SUPPLIED TEXT ▸
::::

Proof: Let [math]C_i[/math] denote a random chain from [math]0^{|Y_i|}[/math] up to [math]1^{|Y_i|}[/math], thought of as residing in the coordinates [math]Y_i[/math], with the [math]d[/math] chains chosen independently. Also, let [math]s_i, t_i[/math] denote independent Binomial</math>(|Y_i|, 1/2)</math> random variables, [math]i \in [d][/math]. Note that [math]C_i(s_i)[/math] and [math]C_i(t_i)[/math] are (dependent) uniform random strings in [math]\{0,1\}^{Y_i}[/math]. We write, say,

[math](C_1(s_1), C_2(t_2), C_3(t_3), \dots, C_d(s_d)) [/math] (2)

for the string in [math]\{0,1\}^n[/math] formed by putting [math]C_1(s_1)[/math] into the [math]Y_1[/math] coordinates, [math]C_2(t_2)[/math] into the [math]Y_2[/math] coordinates, etc. Note that each string of this form is also uniformly random, since the chains are independent.

If all [math]2^d[/math] strings of the form in (2) are simultaneously in [math]A[/math] then we have a [math]d[/math]-dimensional subspace inside [math]A[/math] with wildcard sets that are \emph{subsets} of [math]Y_1, \dots, Y_d[/math]. All [math]d[/math] dimensions are nondegenerate iff [math]s_i \neq t_i[/math] for all [math]i[/math]. Since [math]s_i[/math] and [math]t_i[/math] are independent Binomial[math](|Y_i|, 1/2)[/math]'s with [math]|Y_i| \geq r[/math], we have

[math]\Pr[s_i = t_i] \leq \frac{1}{\sqrt{\pi r}}.[/math]

Thus to complete the proof, it suffices to show that with probability at least [math]\delta^{2^d}[/math], all [math]2^d[/math] strings of the form in (2) are in [math]A[/math].

This is easy: writing [math]f[/math] for the indicator of [math]A[/math], the probability is

[math]\mathbf{E}_{C_1, \dots, C_d} \left[\mathbf{E}_{s_1, \dots, t_d}[f(C_1(s_1), \dots, C_d(s_d)) \cdots f(C_1(t_1), \dots, C_d(t_d))]\right].[/math]

Since [math]s_1, \dots, t_d[/math] are independent, the inside expectation-of-a-product can be changed to a product of expectations. But for fixed [math]C_1, \dots, C_d[/math], each string of the form in (2) has the same distribution. Hence the above equals

[math]\mathbf{E}_{C_1, \dots, C_d} \left[\mathbf{E}_{s_1, \dots, s_d}[f(C_1(s_1), \dots, C_d(s_d))]^{2^d}\right].[/math]

By Jensen (or repeated Cauchy-Schwarz), this is at least

[math]\left(\mathbf{E}_{C_1, \dots, C_d} \mathbf{E}_{s_1, \dots, s_d}[f(C_1(s_1), \dots, C_d(s_d))]\right)^{2^d}.[/math]

But this is just [math]\delta^{2^d}[/math], since [math](C_1(s_1), \dots, C_d(s_d))[/math] is uniformly distributed. []


As an aside: Corollary 2: If [math]A \subseteq [n][/math] has density [math]\Omega(1)[/math], then [math]A[/math] contains a nondegenerate combinatorial subspace of dimension at least [math]\log_2 \log n - O(1)[/math].

::::

Object point labels
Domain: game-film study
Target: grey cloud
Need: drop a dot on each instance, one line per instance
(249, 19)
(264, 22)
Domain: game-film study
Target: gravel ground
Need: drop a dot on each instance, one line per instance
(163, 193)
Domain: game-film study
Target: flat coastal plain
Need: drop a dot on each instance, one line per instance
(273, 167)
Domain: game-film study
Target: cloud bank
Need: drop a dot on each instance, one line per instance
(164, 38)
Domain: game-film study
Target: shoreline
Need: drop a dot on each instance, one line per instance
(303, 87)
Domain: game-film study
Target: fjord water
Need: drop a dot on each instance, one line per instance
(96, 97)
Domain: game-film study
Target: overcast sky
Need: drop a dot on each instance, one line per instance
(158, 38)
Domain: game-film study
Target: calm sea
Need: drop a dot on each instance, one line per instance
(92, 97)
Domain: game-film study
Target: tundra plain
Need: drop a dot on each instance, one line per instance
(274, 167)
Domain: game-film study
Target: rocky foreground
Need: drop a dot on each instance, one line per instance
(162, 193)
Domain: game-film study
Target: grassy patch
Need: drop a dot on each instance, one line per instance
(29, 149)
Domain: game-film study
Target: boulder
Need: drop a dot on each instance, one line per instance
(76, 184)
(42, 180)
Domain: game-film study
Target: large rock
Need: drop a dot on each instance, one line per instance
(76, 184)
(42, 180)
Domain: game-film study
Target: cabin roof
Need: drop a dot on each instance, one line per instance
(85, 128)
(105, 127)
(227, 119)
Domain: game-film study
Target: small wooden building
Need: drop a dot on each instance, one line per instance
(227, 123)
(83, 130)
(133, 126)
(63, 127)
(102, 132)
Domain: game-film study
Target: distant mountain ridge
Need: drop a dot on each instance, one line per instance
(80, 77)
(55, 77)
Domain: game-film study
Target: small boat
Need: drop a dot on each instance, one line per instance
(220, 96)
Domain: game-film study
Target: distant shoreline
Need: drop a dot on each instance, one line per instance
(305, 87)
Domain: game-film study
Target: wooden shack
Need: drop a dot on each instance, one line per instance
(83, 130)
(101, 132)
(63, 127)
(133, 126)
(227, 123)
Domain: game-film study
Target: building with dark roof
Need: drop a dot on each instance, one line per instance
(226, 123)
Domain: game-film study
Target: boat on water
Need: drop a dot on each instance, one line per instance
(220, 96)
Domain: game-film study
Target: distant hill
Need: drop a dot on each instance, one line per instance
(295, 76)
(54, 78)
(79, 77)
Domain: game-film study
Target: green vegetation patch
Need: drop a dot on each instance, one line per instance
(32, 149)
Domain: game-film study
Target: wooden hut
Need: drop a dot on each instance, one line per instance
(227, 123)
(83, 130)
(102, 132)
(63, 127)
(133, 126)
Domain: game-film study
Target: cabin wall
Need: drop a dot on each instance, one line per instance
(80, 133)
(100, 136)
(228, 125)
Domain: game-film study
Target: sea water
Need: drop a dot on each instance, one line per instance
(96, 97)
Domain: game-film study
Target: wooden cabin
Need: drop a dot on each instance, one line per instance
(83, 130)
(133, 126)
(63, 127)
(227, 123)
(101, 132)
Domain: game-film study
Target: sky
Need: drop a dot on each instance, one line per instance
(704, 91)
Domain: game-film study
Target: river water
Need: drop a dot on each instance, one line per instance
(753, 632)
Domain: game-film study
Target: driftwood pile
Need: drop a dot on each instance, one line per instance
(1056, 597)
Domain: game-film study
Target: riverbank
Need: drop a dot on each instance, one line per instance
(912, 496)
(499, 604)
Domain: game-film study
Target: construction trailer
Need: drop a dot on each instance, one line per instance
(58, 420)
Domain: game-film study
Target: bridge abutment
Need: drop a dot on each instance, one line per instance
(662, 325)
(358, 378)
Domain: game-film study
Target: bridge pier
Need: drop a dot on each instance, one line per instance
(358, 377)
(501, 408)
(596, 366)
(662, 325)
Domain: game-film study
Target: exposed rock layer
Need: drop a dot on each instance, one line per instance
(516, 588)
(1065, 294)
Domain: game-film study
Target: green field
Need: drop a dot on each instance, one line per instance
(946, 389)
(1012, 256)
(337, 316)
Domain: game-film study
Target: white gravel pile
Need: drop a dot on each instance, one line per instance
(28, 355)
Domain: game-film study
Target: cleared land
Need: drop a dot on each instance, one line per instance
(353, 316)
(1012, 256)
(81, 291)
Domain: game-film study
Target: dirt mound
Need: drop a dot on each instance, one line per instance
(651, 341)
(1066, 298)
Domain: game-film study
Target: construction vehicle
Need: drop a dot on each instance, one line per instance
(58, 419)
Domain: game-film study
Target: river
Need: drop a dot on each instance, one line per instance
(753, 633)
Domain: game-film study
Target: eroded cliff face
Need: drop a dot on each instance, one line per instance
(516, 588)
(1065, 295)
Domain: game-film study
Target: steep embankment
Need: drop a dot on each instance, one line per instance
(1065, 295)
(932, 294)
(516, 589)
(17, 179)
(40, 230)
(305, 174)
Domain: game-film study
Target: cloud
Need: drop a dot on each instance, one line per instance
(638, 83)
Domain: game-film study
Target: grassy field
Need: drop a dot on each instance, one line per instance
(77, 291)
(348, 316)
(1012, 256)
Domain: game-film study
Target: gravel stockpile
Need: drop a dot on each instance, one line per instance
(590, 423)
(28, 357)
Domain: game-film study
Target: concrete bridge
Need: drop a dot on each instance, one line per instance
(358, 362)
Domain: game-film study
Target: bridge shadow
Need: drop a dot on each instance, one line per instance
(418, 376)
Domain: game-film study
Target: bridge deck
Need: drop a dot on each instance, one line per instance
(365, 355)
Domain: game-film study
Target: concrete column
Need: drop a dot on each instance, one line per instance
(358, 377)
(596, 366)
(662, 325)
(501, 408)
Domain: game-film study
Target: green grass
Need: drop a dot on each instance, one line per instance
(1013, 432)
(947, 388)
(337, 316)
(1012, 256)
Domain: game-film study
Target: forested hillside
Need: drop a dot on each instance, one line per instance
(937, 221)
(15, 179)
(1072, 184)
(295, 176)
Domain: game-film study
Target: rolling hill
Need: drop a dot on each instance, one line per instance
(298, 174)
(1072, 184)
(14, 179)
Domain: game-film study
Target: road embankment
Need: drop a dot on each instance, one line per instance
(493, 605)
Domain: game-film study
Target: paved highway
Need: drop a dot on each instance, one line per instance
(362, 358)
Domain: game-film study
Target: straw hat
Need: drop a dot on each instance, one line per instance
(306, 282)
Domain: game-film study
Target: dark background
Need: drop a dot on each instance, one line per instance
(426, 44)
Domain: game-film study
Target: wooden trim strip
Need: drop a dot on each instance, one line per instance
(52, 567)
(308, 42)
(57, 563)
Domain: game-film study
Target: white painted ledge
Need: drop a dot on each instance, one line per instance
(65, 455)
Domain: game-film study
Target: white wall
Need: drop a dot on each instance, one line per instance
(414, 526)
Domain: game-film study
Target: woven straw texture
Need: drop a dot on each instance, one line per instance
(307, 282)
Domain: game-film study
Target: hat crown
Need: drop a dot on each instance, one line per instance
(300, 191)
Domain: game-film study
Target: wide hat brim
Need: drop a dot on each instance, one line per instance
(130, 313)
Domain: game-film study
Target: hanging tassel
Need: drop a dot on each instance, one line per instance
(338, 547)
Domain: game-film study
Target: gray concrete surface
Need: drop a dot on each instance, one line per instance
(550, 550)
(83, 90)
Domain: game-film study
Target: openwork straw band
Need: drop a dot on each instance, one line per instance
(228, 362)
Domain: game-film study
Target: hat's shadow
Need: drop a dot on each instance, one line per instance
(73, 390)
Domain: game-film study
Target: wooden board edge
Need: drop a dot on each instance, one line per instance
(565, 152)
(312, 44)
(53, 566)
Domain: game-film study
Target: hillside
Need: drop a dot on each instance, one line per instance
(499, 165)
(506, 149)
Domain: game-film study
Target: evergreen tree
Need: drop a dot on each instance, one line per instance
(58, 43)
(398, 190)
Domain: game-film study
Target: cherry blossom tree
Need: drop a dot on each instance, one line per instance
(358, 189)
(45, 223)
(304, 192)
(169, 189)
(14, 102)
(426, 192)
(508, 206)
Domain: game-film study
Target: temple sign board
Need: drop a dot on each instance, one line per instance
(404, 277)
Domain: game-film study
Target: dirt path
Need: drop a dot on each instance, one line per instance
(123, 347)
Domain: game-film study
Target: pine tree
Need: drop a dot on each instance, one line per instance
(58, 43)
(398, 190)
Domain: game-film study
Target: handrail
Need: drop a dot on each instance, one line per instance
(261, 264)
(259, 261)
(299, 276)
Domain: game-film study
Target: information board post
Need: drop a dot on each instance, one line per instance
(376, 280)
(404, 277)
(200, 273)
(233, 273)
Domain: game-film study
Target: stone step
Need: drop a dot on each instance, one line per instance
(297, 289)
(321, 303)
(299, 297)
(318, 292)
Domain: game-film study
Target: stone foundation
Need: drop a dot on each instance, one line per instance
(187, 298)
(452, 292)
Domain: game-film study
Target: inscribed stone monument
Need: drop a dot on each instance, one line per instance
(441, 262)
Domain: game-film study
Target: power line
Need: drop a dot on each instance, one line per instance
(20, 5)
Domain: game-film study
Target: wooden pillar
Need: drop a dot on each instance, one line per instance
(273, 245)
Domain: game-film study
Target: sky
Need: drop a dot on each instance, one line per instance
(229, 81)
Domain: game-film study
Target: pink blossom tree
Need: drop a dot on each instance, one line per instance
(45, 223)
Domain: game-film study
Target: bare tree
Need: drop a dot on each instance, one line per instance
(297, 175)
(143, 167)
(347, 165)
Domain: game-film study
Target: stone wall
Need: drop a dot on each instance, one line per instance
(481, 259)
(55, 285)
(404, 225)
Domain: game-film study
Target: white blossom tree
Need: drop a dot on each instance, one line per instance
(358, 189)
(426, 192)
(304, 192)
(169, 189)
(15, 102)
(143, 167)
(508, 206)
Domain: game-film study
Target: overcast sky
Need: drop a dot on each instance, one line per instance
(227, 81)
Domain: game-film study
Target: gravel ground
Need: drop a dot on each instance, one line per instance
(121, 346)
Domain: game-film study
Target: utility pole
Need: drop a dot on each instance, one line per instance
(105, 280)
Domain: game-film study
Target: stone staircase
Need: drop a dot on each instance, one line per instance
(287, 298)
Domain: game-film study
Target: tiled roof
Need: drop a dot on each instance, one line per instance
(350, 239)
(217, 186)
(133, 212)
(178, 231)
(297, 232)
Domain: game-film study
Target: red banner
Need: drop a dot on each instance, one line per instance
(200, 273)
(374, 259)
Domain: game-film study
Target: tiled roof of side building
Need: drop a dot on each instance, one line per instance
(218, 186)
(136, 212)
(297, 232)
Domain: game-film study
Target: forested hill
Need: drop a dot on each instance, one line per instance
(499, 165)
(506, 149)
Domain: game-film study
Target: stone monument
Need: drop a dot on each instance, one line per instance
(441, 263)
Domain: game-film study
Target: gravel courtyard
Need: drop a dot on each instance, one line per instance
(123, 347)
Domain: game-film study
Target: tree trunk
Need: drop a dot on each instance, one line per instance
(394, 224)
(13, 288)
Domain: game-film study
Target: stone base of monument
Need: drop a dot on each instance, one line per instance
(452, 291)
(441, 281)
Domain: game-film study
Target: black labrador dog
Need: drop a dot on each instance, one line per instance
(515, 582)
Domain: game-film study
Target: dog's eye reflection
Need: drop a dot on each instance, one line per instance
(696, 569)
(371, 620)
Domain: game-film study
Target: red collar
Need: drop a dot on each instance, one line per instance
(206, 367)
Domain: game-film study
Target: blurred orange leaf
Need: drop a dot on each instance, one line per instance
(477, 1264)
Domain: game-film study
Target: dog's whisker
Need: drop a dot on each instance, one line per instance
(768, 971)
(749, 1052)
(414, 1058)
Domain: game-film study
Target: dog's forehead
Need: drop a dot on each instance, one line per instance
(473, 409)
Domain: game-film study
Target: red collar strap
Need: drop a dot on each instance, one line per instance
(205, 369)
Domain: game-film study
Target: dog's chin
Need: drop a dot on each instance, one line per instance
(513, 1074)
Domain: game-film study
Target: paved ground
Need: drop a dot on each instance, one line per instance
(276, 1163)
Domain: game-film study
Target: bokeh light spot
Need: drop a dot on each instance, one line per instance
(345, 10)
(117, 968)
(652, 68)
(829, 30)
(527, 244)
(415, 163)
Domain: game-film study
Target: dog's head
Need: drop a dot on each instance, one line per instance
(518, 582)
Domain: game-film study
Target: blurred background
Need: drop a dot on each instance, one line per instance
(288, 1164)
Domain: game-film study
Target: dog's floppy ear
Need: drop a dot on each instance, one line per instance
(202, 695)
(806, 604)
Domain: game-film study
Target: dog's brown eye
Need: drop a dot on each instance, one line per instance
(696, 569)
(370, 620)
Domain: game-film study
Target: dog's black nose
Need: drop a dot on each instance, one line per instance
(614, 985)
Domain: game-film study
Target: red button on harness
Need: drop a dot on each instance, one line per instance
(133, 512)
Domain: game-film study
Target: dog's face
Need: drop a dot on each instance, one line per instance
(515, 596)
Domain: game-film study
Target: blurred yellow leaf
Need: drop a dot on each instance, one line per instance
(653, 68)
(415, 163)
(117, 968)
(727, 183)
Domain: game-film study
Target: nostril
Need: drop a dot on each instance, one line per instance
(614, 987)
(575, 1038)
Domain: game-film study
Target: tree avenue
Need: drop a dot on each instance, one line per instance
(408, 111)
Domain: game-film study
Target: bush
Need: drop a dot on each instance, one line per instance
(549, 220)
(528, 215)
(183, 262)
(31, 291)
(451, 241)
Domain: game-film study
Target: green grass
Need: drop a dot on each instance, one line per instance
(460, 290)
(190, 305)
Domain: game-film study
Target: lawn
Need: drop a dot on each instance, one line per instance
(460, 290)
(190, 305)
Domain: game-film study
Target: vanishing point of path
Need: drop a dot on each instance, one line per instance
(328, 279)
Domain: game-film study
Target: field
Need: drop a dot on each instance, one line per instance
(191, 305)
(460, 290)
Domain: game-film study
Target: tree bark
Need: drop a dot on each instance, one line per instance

::::

DIRECTIVE 1 ▸ In the proof text, what does it cite to show the expectation raised to the power 2^d is at least the expectation's 2^d-th power?
DIRECTIVE 2 ▸ Reproduce the passage of the proof text between "If all [math]2^d[/math]" and "are in [math]A[/math].", inclusive.
DIRECTIVE 3 ▸ Continue the proof text on combinatorial subspaces from where it stops.

FINAL RESULT 1 ▸ Jensen's inequality, or repeated Cauchy-Schwarz.

FINAL RESULT 2 ▸
If all [math]2^d[/math] strings of the form in (2) are simultaneously in [math]A[/math] then we have a [math]d[/math]-dimensional subspace inside [math]A[/math] with wildcard sets that are \emph{subsets} of [math]Y_1, \dots, Y_d[/math]. All [math]d[/math] dimensions are nondegenerate iff [math]s_i \neq t_i[/math] for all [math]i[/math]. Since [math]s_i[/math] and [math]t_i[/math] are independent Binomial[math](|Y_i|, 1/2)[/math]'s with [math]|Y_i| \geq r[/math], we have

[math]\Pr[s_i = t_i] \leq \frac{1}{\sqrt{\pi r}}.[/math]

Thus to complete the proof, it suffices to show that with probability at least [math]\delta^{2^d}[/math], all [math]2^d[/math] strings of the form in (2) are in [math]A[/math].

FINAL RESULT 3 ▸
If we are willing to sacrifice significantly more probability, we can find a [math]d[/math]-dimensional subspace randomly.

Corollary 3: In the setting of Proposition 1, assume [math]\delta \lt 2/3[/math] and

[math] r \geq \exp(4 \ln(1/\delta) 2^d). [/math] (3)

Suppose we choose a random nondegenerate [math]d[/math]-dimensional subspace of [math][n][/math] with wildcard sets [math]Z_i \subseteq Y_i[/math]. By this we mean choosing, independently for each [math]i[/math], a random combinatorial line within [math]\{0,1\}^{Y_i}[/math], uniformly from the [math]3^r - 1[/math] possibilities. Then this subspace is entirely contained within [math]A[/math] with probability at least [math]3^{-dr}[/math].


This follows immediately from Proposition~\ref{prop:1}: having [math]r[/math] as in (3) achieves (1), hence the desired nondengenerate combinatorial subspace exists and we pick it with probability [math]1/(3^r-1)^d[/math].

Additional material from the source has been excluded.